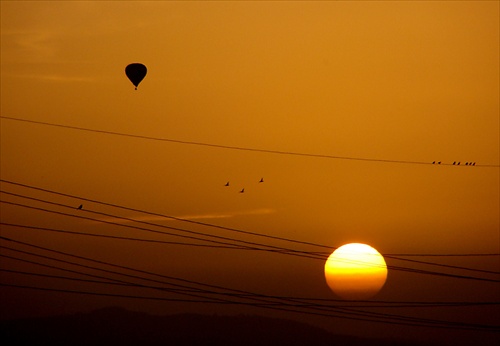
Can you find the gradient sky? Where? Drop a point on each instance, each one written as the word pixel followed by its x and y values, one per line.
pixel 401 84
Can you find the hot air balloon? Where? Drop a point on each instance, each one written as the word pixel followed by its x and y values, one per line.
pixel 136 73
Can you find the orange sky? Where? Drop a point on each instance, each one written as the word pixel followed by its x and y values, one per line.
pixel 398 81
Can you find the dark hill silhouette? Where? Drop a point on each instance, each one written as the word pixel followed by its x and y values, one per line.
pixel 116 326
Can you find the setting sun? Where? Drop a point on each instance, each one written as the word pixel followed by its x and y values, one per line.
pixel 355 271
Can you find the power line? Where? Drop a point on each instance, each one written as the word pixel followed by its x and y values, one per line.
pixel 281 250
pixel 286 304
pixel 268 248
pixel 166 216
pixel 329 247
pixel 221 146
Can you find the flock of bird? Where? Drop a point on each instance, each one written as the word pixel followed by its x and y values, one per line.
pixel 243 189
pixel 456 163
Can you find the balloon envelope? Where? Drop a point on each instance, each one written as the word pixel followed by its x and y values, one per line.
pixel 136 73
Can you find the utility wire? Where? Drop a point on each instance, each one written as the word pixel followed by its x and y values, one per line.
pixel 268 249
pixel 220 146
pixel 80 198
pixel 346 313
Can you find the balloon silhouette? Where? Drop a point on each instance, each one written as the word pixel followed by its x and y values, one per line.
pixel 136 73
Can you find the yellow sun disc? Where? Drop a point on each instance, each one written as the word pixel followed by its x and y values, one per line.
pixel 355 271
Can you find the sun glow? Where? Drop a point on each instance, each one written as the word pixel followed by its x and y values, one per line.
pixel 355 271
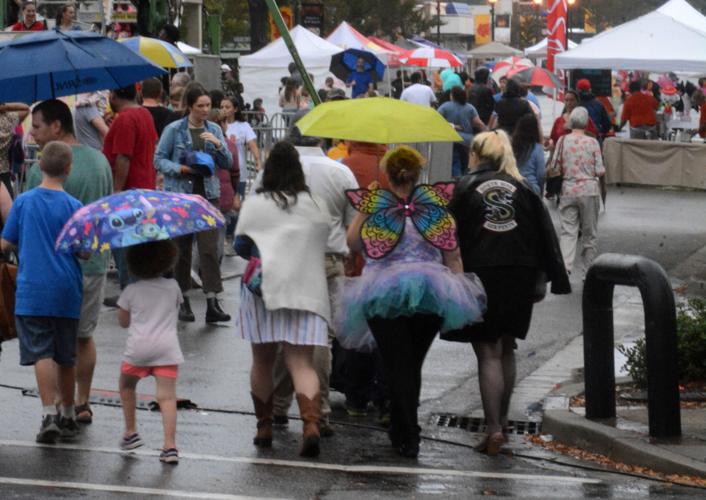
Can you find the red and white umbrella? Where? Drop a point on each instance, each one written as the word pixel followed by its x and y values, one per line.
pixel 428 57
pixel 535 77
pixel 502 68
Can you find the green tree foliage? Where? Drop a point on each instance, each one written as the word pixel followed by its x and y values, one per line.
pixel 378 17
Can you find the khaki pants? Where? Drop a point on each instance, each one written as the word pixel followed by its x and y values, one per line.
pixel 284 389
pixel 209 266
pixel 579 213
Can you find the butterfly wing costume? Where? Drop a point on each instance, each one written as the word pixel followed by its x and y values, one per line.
pixel 403 241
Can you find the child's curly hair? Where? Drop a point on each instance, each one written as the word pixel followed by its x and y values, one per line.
pixel 403 165
pixel 151 260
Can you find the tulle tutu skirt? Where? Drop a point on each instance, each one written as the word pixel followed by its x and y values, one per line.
pixel 406 289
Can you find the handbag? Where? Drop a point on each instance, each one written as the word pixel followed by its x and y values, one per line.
pixel 252 277
pixel 555 171
pixel 8 285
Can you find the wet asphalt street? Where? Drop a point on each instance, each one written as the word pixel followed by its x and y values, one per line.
pixel 218 460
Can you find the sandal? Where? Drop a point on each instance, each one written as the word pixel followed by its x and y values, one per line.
pixel 84 414
pixel 491 444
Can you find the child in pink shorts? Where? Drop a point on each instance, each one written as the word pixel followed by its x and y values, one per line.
pixel 149 308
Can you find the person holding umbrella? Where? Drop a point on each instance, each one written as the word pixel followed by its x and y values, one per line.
pixel 361 80
pixel 29 20
pixel 186 146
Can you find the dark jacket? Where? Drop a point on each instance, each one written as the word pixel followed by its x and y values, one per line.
pixel 481 96
pixel 503 222
pixel 510 110
pixel 596 111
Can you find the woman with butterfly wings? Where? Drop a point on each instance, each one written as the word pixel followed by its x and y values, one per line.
pixel 412 286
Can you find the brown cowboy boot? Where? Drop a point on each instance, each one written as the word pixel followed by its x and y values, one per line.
pixel 263 412
pixel 310 410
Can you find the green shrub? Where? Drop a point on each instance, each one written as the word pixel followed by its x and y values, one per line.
pixel 691 346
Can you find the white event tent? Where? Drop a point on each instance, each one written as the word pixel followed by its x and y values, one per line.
pixel 262 71
pixel 347 37
pixel 672 38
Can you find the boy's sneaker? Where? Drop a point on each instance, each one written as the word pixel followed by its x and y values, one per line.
pixel 170 456
pixel 69 427
pixel 355 411
pixel 131 442
pixel 49 431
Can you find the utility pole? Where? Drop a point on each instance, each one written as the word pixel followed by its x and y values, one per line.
pixel 438 22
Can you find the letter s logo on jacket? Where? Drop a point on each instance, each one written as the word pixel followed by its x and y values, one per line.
pixel 499 210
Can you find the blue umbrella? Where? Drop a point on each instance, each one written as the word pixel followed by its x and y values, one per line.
pixel 51 64
pixel 344 63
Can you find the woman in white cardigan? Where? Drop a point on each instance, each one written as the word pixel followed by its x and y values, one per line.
pixel 287 229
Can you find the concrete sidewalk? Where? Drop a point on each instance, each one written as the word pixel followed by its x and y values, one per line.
pixel 625 439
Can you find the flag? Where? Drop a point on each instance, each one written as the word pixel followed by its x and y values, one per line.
pixel 483 29
pixel 556 27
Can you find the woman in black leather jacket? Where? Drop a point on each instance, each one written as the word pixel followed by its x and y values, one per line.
pixel 508 240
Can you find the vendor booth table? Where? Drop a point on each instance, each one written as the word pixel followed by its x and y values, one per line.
pixel 656 163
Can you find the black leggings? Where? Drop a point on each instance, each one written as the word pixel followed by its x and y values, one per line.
pixel 403 343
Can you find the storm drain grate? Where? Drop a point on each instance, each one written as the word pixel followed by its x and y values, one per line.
pixel 476 424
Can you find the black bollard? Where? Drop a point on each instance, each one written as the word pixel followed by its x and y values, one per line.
pixel 607 271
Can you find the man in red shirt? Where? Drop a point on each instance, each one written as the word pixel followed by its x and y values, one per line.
pixel 129 147
pixel 130 142
pixel 699 100
pixel 640 109
pixel 29 19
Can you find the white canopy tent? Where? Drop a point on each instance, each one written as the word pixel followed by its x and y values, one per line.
pixel 347 37
pixel 262 71
pixel 660 41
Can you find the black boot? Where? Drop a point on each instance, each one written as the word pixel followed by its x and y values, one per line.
pixel 185 312
pixel 214 313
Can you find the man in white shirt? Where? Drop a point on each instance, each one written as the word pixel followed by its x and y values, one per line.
pixel 328 181
pixel 418 93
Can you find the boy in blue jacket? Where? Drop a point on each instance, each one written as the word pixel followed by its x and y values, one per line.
pixel 49 290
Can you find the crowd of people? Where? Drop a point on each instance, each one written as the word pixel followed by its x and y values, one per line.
pixel 353 266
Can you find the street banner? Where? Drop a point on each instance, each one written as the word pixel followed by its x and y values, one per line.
pixel 312 17
pixel 483 32
pixel 287 16
pixel 556 28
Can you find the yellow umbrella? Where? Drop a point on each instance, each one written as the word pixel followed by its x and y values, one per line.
pixel 379 120
pixel 161 53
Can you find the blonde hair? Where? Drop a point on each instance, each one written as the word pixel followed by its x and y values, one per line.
pixel 495 147
pixel 403 165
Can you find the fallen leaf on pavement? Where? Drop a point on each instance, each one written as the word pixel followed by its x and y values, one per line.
pixel 607 462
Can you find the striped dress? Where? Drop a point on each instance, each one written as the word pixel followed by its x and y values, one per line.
pixel 260 326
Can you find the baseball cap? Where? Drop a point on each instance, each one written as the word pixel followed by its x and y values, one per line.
pixel 583 84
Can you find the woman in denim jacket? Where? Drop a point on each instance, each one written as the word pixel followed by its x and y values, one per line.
pixel 195 133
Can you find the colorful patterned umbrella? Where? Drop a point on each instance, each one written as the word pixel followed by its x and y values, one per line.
pixel 535 77
pixel 136 216
pixel 158 51
pixel 428 57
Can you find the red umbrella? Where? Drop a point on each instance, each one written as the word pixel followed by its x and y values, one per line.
pixel 428 57
pixel 502 68
pixel 535 77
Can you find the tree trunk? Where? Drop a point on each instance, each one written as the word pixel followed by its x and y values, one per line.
pixel 259 24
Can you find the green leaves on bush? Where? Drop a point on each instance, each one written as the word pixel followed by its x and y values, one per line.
pixel 691 346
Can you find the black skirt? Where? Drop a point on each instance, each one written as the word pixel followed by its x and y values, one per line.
pixel 510 291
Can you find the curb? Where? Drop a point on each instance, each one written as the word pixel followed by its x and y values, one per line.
pixel 619 445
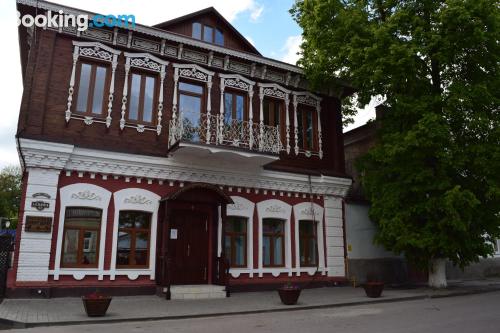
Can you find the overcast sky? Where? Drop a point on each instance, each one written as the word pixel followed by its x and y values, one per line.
pixel 266 24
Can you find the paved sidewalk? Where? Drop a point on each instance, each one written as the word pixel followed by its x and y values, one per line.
pixel 67 311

----

Revise the part of the listing that opens with the line containing "Can you find the colorful" and closes with the line containing "pixel 510 291", swapping "tree trunk" for "tree bark" and keeping everything else the same.

**RESPONSE:**
Can you find the colorful patterned umbrella? Where? Drop a point on each instance, each one written as the word pixel followed by its x and y values, one per line.
pixel 535 77
pixel 136 216
pixel 158 51
pixel 428 57
Can you find the red umbrella? Where? Drop a point on each instance, each one written as the word pixel followed by its x and y values, one per line.
pixel 428 57
pixel 502 68
pixel 535 77
Can you find the tree bark? Where? Drop a point on each instance, each one written as the word pixel followed by its x and y values, one per line.
pixel 259 24
Can you find the green leaves on bush? Where? Drop a point on each instance, each one written as the word pixel followed by its x and y values, one per line.
pixel 691 346
Can you find the black skirt? Where? Drop a point on each instance, each one written as the word pixel followed by its x and y values, one per line.
pixel 510 291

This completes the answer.